▶ Work task 1
Return the passage from the interview excerpt on mentorship in STEM from "The biggest advice" up to and including "boost you further.", copied word for word.
▶ Work task 2
List everything the interview excerpt on mentorship in STEM says the speaker's mentors told the speaker.

▶ Document section
-------

What advice would you give minoritized students in STEM fields?

The biggest advice I would give to any minority interested in STEM is finding a mentor. I think my experience in STEM would not have been half as successful as it was if I didn’t have minorities who told me which ways to go and which things to generally avoid and which things would be a good investment of my time and which things would be a waste of my time. I think minorities in STEM fields are going to be a minority so it can be difficult to try to find a good mentorship from people who have at least experienced some of the things that you are likely to experience or maybe have already experienced. If you can get someone who has been through the door before you and you can pick their brain, you should do that. That way you can throw whatever tips and knowledge that they have gained over the years into your profile, and you utilize that to help boost you further.

Did you always know that you wanted to go into STEM?

-------

▶ Provided records
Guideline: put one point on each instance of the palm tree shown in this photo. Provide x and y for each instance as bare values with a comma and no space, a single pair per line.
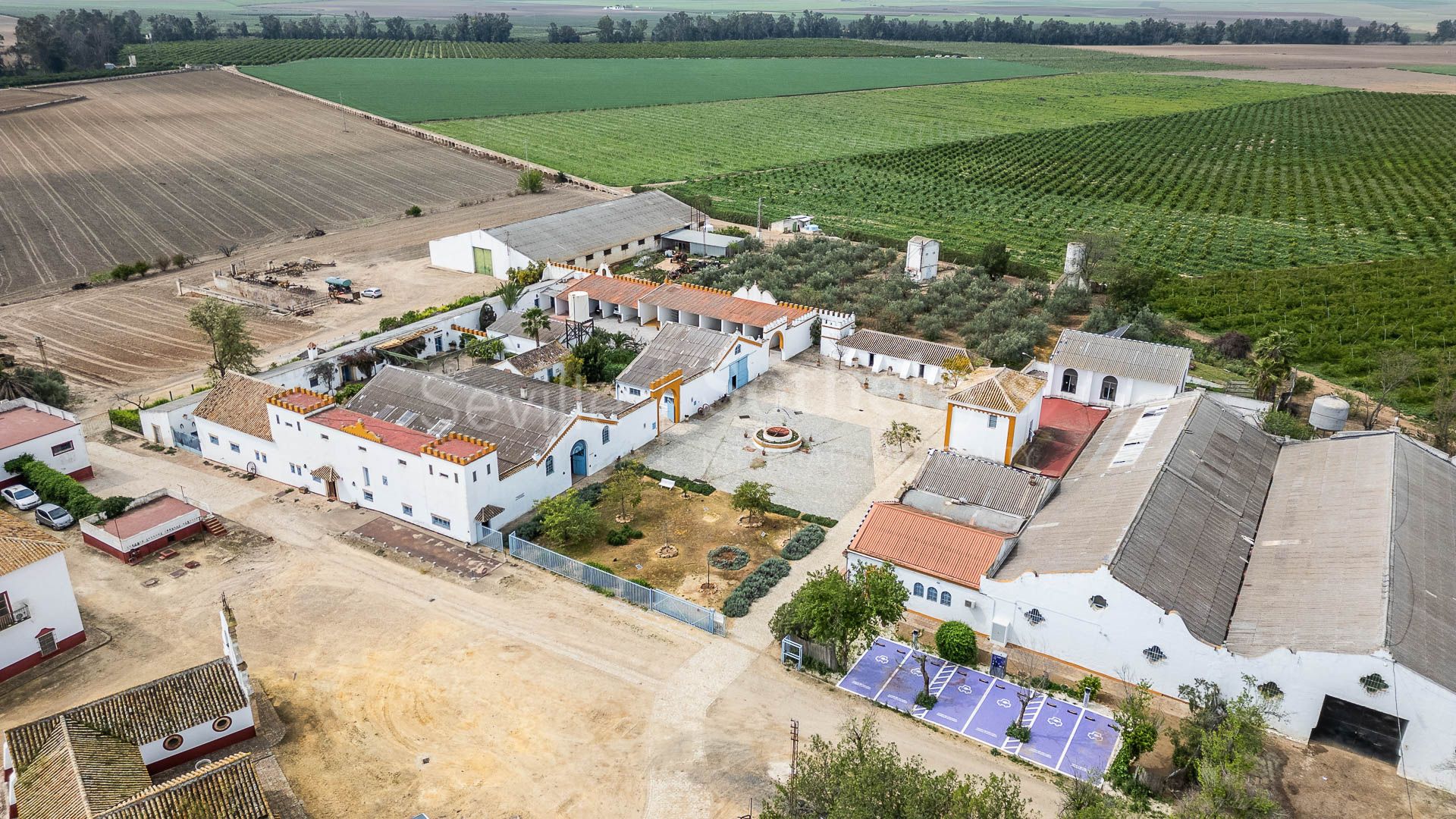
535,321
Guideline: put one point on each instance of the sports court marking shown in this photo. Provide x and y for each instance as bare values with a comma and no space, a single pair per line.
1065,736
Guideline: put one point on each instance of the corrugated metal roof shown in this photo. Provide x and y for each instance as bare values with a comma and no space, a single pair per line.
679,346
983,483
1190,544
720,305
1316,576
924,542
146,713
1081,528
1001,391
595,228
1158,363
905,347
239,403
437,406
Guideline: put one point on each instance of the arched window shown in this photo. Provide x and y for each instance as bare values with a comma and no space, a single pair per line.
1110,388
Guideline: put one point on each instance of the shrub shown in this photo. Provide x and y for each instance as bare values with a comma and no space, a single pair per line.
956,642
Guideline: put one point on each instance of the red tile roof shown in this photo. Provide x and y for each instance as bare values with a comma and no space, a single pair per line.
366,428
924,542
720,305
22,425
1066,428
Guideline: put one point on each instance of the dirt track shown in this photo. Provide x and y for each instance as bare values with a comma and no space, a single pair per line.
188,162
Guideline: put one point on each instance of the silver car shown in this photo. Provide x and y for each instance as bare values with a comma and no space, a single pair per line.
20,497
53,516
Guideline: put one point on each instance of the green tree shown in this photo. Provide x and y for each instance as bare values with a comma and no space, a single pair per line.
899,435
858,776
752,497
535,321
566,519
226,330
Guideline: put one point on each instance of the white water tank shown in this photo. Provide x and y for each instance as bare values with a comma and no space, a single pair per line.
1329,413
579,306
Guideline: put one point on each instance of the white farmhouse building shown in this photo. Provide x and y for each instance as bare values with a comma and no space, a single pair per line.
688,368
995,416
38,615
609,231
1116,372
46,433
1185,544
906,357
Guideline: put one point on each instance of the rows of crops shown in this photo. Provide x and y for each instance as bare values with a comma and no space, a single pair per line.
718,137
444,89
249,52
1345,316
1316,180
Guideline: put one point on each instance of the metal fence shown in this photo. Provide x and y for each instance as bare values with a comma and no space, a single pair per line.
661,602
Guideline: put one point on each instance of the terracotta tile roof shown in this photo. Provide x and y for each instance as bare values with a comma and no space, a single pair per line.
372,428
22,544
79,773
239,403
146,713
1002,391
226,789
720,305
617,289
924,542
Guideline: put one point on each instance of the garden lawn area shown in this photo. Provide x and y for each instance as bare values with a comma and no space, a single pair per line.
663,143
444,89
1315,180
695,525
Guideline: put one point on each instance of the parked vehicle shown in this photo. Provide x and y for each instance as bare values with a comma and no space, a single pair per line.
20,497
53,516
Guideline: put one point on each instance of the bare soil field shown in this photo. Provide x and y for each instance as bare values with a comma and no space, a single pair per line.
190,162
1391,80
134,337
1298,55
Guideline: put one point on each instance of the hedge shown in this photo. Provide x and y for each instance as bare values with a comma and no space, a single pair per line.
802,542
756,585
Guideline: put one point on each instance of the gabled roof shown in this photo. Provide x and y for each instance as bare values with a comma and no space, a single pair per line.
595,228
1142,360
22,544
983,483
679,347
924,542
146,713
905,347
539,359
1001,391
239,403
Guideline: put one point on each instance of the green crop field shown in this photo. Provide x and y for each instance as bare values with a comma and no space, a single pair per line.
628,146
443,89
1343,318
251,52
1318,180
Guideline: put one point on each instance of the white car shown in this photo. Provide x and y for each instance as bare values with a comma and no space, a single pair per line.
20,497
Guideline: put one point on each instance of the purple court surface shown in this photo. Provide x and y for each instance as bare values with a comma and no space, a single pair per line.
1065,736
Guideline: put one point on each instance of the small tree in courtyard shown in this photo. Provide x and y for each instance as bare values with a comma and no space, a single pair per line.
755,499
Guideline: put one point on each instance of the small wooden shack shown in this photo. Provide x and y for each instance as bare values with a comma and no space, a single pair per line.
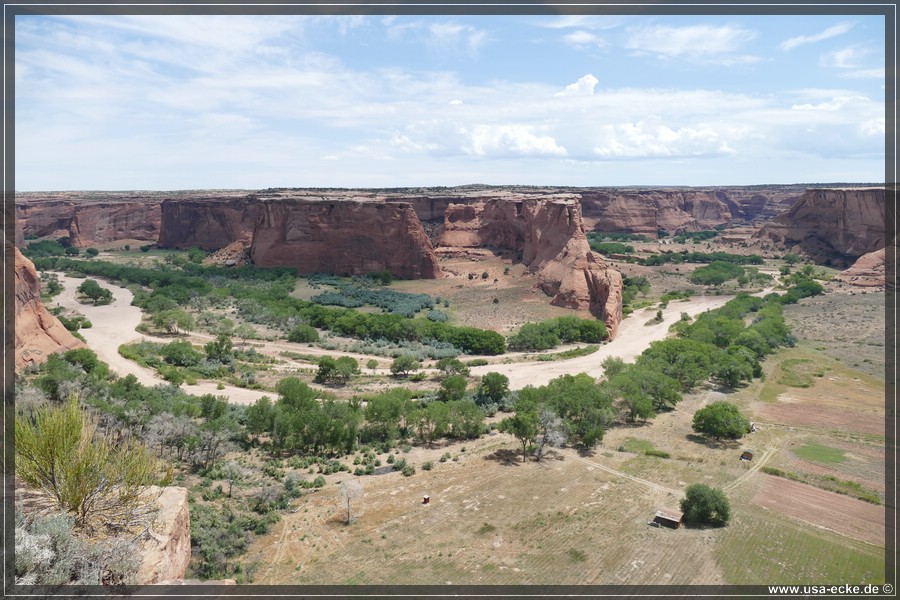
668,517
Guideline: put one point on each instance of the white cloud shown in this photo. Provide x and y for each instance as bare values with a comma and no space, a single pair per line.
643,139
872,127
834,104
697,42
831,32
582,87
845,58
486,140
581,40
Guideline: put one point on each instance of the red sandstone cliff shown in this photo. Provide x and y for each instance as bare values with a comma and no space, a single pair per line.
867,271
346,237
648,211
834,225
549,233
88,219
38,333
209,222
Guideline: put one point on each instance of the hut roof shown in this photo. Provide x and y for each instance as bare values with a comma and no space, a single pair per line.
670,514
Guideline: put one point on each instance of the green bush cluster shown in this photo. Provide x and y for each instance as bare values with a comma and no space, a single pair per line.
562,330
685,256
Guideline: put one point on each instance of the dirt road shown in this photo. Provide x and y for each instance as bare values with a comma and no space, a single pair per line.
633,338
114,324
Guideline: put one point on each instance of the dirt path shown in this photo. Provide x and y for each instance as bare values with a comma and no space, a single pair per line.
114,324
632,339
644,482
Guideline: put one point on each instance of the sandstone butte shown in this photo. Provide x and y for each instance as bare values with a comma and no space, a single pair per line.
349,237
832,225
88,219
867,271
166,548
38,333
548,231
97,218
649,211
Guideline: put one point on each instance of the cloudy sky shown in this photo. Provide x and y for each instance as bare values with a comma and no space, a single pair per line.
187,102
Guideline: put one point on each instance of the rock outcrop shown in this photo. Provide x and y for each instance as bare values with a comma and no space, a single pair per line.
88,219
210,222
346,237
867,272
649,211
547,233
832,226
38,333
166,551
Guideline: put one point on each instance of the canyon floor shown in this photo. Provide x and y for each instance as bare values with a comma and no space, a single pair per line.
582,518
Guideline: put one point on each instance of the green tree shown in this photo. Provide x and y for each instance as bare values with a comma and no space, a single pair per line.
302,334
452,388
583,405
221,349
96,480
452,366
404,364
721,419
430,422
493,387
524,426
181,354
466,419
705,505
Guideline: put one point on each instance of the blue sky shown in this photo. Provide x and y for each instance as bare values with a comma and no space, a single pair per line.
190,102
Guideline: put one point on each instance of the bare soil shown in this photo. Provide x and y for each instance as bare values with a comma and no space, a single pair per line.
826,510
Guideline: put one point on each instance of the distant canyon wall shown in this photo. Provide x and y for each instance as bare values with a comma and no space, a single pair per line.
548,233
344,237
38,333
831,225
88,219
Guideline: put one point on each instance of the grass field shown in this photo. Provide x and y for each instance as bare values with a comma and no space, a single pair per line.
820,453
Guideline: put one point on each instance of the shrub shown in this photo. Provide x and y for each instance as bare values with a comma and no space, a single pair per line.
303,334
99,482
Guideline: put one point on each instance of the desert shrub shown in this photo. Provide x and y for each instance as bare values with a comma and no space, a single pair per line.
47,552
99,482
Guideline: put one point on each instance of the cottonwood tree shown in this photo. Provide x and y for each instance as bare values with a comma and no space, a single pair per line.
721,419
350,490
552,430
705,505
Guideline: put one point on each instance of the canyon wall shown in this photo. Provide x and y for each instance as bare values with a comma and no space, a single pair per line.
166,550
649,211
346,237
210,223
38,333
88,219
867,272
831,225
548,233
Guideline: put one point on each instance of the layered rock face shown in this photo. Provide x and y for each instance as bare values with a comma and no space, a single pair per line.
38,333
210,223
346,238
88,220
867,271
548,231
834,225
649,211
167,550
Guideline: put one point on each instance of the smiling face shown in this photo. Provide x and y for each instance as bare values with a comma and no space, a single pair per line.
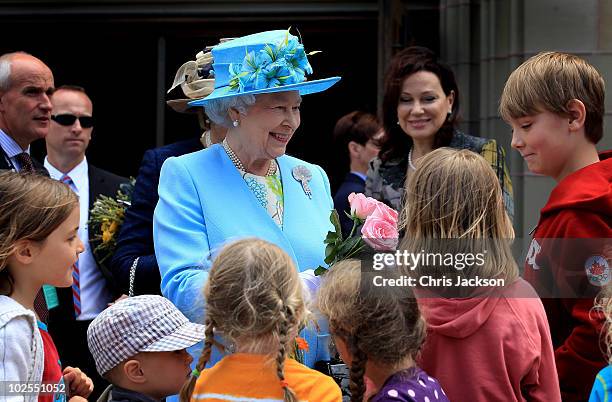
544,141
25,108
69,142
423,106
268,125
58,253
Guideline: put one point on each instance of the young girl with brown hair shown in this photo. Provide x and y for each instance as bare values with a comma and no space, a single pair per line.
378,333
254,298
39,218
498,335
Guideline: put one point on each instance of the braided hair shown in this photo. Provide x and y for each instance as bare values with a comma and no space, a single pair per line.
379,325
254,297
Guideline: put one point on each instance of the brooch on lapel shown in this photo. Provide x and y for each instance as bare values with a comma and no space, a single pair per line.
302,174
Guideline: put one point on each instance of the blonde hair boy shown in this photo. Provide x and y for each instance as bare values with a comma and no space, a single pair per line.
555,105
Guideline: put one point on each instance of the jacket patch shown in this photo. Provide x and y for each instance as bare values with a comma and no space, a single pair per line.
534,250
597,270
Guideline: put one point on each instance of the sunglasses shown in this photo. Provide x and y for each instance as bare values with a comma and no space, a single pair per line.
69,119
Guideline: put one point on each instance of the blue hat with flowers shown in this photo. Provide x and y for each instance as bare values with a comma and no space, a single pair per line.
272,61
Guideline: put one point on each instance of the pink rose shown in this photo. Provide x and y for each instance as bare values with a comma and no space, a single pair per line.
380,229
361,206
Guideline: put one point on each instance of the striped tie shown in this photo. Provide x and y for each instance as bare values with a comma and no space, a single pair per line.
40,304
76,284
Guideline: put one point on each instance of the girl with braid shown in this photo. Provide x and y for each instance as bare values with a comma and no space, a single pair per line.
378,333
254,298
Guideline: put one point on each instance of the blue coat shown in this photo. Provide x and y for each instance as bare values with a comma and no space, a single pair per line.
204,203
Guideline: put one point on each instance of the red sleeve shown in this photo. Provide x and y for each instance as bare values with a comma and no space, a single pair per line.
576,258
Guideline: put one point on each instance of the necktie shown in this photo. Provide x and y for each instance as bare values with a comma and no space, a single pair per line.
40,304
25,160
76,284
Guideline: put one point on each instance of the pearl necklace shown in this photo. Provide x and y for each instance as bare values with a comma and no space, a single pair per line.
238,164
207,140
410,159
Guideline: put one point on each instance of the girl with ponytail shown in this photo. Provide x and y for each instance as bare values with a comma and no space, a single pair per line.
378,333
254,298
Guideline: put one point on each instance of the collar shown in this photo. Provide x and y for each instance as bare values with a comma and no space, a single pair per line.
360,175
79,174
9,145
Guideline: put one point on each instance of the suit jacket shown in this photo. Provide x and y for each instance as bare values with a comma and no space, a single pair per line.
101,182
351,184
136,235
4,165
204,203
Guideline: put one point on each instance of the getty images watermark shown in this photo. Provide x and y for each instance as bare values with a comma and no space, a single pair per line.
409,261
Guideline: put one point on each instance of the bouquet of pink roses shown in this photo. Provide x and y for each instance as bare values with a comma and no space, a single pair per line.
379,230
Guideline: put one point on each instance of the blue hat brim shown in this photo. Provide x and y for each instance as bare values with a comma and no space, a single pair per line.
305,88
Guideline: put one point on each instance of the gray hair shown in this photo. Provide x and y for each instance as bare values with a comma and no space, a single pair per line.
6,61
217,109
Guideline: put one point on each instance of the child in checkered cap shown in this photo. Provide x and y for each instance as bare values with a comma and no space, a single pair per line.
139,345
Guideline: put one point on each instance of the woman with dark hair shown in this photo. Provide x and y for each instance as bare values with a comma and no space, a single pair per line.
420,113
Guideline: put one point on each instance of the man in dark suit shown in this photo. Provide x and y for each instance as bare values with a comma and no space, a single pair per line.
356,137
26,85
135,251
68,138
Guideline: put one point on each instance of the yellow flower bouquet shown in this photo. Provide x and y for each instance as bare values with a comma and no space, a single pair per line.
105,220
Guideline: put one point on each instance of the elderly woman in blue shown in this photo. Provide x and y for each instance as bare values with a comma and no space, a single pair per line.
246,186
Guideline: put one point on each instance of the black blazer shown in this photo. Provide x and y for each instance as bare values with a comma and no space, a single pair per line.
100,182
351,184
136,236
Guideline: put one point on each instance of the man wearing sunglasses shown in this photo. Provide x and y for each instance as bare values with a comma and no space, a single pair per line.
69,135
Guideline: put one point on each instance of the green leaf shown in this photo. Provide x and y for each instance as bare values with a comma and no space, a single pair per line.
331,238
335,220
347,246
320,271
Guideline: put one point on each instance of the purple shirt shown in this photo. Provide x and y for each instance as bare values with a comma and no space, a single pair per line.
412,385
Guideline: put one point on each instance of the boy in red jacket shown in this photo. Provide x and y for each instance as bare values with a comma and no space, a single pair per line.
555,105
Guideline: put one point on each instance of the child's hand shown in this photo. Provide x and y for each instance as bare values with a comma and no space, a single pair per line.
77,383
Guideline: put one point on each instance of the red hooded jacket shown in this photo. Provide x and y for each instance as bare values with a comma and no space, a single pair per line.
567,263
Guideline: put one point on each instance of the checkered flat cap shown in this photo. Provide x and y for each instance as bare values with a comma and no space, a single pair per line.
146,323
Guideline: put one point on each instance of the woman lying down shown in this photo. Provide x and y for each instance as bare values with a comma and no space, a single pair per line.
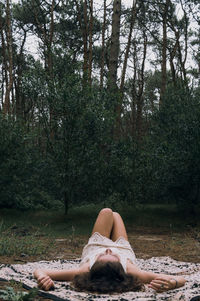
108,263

-------

▶ Written solution 1
The biggest advice I would give to any minority interested in STEM is finding a mentor. I think my experience in STEM would not have been half as successful as it was if I didn’t have minorities who told me which ways to go and which things to generally avoid and which things would be a good investment of my time and which things would be a waste of my time. I think minorities in STEM fields are going to be a minority so it can be difficult to try to find a good mentorship from people who have at least experienced some of the things that you are likely to experience or maybe have already experienced. If you can get someone who has been through the door before you and you can pick their brain, you should do that. That way you can throw whatever tips and knowledge that they have gained over the years into your profile, and you utilize that to help boost you further.

▶ Written solution 2
- Which ways to go
- Which things to generally avoid
- Which things would be a good investment of the speaker's time
- Which things would be a waste of the speaker's time